What the exercise asks
Could you write out all the items below again, replacing every "in this picture" with "in this image" and leaving everything else unchanged? Omit the pictures.

Listed entries

***

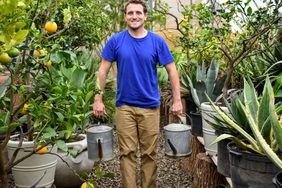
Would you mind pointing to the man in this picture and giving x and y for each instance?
(137, 52)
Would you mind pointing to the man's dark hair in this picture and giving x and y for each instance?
(136, 2)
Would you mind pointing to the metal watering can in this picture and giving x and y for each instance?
(177, 139)
(100, 143)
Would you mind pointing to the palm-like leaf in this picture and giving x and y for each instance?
(266, 131)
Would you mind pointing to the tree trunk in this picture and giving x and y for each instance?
(206, 174)
(3, 171)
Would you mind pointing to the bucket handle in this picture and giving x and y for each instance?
(186, 115)
(174, 151)
(100, 148)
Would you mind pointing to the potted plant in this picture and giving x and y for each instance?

***

Written solution
Would you mind pointing to the man in this image and giving x and y for each instance?
(137, 52)
Would you mind pointing to the man's dark hair in this image and giving x and y for each instance?
(136, 2)
Would you mind pointing to the metal watering can in this image and giving x and y for each instance?
(177, 139)
(100, 143)
Would you mind pointing to the palm-like leaf in this image and giving x and y for each instance?
(266, 131)
Would you mind pointing to the tree trunk in this image and giving x and y for each instance?
(206, 174)
(3, 171)
Would you mind pointing to the bucket handle in this image and giving x and y for each instance?
(186, 115)
(174, 151)
(100, 148)
Would you mind pointing to the potted plant in this image and giving x and y for each instance?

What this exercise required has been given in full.